:: Listed entries ::

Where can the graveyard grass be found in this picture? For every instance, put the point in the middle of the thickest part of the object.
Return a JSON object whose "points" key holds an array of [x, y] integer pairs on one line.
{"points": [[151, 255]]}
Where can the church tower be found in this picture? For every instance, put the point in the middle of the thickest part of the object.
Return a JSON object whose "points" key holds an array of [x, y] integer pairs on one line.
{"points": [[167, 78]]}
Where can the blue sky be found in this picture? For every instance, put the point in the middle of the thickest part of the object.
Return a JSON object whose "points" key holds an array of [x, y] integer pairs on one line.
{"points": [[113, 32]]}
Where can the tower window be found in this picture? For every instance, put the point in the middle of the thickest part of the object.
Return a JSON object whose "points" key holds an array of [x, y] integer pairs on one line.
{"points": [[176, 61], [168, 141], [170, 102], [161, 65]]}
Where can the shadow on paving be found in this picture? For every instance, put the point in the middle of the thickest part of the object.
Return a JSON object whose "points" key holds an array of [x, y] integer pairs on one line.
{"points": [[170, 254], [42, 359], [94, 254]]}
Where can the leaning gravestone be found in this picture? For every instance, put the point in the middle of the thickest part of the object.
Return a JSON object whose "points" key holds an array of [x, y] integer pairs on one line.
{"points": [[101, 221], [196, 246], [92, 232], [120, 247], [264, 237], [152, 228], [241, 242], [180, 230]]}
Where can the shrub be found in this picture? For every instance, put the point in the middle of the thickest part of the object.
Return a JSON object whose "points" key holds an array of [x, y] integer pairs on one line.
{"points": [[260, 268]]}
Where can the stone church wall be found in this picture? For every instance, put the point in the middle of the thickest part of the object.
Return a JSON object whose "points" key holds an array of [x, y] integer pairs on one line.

:::
:: Listed entries ::

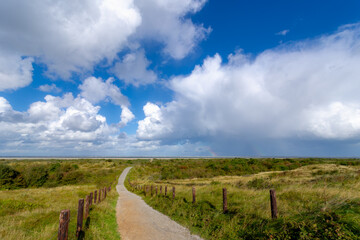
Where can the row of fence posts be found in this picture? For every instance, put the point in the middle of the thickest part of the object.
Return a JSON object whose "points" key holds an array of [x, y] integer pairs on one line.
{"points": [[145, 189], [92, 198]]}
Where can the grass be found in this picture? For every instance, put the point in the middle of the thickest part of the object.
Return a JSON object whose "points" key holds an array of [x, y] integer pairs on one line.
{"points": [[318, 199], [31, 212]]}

:::
:: Listed entries ::

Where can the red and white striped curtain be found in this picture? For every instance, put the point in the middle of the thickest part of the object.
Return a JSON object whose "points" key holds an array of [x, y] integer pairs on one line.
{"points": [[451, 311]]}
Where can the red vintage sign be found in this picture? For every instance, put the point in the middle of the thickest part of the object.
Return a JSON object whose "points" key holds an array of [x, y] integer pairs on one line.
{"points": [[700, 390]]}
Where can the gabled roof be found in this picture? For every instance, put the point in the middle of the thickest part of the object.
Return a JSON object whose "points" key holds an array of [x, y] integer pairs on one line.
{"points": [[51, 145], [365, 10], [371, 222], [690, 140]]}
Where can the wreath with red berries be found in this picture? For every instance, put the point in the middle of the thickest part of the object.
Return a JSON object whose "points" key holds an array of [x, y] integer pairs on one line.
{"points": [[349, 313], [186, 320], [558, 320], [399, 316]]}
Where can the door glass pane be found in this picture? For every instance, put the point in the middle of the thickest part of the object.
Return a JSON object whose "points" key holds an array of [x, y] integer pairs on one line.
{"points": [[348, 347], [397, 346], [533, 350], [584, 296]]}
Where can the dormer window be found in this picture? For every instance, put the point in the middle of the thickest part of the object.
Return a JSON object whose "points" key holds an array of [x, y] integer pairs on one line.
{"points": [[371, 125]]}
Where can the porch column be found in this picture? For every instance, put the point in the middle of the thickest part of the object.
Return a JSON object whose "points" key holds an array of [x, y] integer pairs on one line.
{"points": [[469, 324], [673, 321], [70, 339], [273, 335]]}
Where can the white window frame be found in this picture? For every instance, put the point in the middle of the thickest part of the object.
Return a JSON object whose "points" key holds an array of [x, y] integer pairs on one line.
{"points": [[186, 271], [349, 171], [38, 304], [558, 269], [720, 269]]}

:::

● **Task directions**:
Each line above where the word "white" occurs should be copied out.

● **Exercise output**:
Where can the red and white striped curtain be found in this picture? For every instance, put the point in the middle of the thickest part of the object.
Where can the white window frame be found in this picture? For every instance, put the point in the middle of the thickest part of the object.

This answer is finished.